- Assignment
Go through the entries below from the first line and transcribe each one exactly, ending with the line that contains "Tag the bicycle wheel".

- Dataset entries
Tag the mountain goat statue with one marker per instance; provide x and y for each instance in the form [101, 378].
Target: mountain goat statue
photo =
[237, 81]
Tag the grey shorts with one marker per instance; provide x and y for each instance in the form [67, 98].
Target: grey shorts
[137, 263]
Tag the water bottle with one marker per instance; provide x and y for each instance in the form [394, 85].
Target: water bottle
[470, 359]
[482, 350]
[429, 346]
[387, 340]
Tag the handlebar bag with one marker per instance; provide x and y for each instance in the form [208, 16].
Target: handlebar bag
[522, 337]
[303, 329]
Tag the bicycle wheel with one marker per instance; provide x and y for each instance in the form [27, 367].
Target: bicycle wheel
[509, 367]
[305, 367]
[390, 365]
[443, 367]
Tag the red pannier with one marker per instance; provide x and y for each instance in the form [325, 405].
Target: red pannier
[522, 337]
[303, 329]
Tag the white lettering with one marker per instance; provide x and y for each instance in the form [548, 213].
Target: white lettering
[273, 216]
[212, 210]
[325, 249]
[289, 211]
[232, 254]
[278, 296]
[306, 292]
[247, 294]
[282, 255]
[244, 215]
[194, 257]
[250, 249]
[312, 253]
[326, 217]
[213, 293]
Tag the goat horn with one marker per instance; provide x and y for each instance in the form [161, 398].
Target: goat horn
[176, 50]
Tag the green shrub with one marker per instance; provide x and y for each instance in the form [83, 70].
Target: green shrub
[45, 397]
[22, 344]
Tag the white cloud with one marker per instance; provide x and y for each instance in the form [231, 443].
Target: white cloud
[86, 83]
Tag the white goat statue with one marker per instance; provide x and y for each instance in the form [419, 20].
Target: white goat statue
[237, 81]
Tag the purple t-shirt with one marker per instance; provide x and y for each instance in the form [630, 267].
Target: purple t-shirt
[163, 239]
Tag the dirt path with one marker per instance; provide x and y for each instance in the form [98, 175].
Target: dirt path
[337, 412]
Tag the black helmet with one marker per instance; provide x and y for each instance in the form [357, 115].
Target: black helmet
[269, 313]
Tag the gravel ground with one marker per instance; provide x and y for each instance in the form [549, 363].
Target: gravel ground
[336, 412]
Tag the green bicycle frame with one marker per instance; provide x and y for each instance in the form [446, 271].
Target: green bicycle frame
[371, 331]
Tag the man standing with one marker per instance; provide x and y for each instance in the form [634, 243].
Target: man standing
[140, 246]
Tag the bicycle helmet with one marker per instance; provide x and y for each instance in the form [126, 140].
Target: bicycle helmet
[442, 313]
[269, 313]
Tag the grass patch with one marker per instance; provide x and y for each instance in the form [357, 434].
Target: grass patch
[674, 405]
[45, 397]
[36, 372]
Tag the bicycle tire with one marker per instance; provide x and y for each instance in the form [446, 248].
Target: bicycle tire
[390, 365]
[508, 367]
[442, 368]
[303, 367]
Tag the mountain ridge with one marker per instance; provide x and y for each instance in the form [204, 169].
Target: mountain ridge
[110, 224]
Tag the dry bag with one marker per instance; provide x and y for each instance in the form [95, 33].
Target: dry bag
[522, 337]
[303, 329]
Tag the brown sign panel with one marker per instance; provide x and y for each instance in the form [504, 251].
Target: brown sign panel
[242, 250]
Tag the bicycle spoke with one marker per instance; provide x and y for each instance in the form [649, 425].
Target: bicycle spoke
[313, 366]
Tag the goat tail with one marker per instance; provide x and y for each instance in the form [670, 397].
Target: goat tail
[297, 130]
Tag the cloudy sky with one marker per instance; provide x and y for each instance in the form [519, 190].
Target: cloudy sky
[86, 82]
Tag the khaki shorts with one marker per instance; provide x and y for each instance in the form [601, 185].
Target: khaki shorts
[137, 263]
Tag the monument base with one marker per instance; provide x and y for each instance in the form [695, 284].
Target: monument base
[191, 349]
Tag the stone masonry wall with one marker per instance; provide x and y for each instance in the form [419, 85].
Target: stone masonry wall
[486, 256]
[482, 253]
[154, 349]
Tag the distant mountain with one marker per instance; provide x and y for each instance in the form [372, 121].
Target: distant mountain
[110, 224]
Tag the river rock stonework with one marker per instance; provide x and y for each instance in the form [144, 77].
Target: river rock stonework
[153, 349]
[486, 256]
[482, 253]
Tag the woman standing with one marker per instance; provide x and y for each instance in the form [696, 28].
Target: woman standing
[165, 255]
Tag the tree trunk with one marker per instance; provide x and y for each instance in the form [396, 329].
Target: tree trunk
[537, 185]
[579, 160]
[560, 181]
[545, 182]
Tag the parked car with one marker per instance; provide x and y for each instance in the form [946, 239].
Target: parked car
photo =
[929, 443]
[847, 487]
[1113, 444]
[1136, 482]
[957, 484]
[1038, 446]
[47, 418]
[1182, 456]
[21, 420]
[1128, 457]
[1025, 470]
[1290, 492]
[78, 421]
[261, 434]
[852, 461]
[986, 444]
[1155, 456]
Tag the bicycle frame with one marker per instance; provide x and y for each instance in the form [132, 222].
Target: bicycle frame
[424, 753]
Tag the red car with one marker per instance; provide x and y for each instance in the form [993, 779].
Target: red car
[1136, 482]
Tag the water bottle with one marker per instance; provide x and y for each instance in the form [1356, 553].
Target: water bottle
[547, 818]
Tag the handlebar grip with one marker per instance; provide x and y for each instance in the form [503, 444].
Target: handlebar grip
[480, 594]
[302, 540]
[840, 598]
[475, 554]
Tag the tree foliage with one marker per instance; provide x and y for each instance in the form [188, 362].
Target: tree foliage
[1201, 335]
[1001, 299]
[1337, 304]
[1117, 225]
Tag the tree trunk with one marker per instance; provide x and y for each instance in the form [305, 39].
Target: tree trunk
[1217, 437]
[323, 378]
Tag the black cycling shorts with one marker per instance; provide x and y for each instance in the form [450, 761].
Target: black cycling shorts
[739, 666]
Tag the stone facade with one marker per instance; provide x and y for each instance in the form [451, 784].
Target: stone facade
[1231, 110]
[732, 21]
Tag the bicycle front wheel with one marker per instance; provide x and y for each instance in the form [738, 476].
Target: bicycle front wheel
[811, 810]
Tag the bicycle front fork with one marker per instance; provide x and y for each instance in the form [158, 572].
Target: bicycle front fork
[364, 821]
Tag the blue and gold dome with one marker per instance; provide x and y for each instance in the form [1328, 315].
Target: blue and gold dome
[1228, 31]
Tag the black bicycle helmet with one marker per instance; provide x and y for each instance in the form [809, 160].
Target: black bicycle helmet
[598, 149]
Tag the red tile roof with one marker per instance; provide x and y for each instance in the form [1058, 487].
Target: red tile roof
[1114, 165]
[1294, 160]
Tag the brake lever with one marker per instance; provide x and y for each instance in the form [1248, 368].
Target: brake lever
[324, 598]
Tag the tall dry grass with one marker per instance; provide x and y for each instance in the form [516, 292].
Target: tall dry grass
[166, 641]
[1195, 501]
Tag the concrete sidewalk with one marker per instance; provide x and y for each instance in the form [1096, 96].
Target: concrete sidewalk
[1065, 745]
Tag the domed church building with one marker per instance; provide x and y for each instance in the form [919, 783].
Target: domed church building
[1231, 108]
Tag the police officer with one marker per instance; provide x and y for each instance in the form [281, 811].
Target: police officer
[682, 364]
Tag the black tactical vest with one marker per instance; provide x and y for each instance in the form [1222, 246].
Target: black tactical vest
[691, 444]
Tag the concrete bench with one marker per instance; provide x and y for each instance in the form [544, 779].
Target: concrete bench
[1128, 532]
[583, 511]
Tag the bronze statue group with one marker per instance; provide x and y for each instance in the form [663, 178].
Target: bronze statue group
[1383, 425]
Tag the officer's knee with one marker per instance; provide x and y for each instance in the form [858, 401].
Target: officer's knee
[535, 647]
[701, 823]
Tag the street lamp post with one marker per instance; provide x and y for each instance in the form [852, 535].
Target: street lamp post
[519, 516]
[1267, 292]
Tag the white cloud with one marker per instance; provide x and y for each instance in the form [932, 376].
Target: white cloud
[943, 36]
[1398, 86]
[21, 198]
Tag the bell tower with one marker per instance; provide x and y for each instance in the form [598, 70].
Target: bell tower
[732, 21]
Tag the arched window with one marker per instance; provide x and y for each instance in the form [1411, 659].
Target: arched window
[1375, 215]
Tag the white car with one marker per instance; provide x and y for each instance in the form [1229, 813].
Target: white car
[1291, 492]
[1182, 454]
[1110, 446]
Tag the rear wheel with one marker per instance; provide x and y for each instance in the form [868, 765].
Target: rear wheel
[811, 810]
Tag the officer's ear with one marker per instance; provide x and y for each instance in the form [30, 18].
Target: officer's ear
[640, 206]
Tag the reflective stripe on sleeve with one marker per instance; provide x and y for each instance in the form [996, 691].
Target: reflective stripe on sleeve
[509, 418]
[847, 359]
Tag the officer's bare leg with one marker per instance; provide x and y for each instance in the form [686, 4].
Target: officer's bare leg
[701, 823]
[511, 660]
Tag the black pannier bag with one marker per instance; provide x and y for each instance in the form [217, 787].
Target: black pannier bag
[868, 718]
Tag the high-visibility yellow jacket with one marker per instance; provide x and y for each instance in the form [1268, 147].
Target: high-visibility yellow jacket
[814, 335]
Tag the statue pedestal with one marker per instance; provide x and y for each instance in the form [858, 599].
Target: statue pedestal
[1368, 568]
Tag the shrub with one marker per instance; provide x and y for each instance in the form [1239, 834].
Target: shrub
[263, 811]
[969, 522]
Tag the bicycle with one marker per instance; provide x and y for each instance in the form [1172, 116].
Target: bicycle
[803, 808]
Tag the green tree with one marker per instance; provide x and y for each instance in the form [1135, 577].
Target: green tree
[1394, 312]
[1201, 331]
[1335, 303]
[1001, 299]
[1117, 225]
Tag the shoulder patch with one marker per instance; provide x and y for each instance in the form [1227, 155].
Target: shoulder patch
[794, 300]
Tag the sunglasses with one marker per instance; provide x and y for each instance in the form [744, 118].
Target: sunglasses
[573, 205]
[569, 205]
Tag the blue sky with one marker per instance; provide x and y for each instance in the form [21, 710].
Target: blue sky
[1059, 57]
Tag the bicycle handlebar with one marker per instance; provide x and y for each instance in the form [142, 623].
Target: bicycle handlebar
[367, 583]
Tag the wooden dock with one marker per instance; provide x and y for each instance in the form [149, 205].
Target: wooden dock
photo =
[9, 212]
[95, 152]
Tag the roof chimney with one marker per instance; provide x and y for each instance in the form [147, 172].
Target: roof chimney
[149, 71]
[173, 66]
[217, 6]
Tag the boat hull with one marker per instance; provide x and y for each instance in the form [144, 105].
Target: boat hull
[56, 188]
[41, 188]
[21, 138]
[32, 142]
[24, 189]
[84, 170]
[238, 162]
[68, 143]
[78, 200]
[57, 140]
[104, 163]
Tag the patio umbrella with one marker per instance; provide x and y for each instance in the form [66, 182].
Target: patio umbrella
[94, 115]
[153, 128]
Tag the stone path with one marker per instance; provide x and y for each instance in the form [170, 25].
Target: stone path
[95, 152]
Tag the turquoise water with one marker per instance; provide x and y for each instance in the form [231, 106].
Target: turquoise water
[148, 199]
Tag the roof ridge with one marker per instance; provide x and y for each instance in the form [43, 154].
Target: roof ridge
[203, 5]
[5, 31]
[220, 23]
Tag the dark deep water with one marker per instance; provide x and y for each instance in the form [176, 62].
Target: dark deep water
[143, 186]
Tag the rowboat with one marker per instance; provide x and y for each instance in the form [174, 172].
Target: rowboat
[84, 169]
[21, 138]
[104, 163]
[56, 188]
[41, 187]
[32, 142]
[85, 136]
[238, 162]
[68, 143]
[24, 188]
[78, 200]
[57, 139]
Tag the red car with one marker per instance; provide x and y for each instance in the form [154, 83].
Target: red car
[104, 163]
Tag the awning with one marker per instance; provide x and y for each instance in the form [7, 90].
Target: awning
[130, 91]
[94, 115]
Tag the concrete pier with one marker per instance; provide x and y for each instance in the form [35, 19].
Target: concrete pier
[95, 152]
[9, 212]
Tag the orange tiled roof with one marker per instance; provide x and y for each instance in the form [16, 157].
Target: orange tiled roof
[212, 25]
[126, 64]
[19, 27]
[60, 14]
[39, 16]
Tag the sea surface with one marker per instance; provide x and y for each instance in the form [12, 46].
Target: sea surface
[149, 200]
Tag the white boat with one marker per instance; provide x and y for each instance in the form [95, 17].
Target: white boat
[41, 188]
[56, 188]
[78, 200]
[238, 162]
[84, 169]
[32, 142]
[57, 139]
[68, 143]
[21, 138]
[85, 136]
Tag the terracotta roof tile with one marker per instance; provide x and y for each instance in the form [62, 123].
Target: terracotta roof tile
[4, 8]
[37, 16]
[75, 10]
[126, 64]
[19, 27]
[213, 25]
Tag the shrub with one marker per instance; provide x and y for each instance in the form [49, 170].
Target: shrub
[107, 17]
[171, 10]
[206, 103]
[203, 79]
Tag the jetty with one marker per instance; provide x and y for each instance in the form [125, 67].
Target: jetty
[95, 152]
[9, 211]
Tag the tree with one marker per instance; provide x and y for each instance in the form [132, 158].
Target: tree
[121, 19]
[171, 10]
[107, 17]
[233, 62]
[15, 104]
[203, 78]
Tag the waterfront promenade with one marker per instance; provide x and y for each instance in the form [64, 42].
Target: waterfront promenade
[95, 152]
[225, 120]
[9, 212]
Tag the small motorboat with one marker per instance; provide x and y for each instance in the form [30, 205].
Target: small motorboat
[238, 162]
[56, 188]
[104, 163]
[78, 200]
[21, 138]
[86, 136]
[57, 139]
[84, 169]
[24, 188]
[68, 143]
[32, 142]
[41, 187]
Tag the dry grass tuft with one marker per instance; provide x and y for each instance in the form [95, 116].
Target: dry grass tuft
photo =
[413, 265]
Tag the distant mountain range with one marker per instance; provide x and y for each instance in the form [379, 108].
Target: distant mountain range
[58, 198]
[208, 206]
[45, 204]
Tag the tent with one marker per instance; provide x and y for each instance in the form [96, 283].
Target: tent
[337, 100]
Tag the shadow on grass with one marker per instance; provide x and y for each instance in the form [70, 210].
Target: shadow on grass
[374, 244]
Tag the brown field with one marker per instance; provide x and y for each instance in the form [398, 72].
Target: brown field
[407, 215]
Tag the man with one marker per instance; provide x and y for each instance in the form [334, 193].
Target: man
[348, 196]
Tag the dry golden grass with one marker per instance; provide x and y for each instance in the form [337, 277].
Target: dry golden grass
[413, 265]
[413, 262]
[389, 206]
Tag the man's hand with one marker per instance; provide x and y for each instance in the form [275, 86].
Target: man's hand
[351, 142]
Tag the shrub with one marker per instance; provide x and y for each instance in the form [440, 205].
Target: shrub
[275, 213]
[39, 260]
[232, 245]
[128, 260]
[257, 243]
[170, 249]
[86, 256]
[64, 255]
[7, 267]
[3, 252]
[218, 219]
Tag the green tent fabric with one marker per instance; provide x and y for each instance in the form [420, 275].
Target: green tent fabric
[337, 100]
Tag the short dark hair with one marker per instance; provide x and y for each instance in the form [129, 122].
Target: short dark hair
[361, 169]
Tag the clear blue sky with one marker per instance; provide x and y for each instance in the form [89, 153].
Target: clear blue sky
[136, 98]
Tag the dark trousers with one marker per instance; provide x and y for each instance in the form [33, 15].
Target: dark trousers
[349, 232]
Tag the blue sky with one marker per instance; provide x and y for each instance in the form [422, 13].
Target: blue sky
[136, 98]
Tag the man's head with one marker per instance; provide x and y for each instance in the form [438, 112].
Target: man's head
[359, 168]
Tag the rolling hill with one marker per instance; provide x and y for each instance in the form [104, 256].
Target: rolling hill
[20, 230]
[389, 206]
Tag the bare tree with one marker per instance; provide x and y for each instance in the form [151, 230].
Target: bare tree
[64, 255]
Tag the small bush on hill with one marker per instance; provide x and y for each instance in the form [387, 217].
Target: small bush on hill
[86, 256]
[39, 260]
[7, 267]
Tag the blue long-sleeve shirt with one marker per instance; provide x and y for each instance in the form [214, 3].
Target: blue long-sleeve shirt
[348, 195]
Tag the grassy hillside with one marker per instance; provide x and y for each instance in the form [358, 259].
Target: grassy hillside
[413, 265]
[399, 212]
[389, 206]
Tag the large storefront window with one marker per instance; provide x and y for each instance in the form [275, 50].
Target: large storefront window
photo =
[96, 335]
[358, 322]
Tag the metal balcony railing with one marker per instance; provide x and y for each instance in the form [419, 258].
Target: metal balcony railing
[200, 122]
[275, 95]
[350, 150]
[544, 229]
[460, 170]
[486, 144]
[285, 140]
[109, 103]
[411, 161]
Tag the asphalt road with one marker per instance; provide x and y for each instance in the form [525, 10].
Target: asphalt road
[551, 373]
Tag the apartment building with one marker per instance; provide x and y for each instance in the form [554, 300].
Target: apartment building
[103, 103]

- Your solution
Tag the mountain goat statue with one marker per instance; provide x and y for each instance in the form [101, 378].
Target: mountain goat statue
photo =
[237, 81]
Tag the grey shorts with one marker per instance; provide x and y for each instance in the form [67, 98].
Target: grey shorts
[137, 263]
Tag the water bottle with one marker per instance; provide x and y for each instance in the form [394, 85].
Target: water bottle
[470, 359]
[482, 350]
[429, 346]
[387, 340]
Tag the handlebar bag with one marker per instance; provide x and y for each instance in the form [208, 16].
Target: handlebar bag
[522, 337]
[303, 329]
Tag the bicycle wheel with one marker per instance; provide x and y for each instance in the form [27, 367].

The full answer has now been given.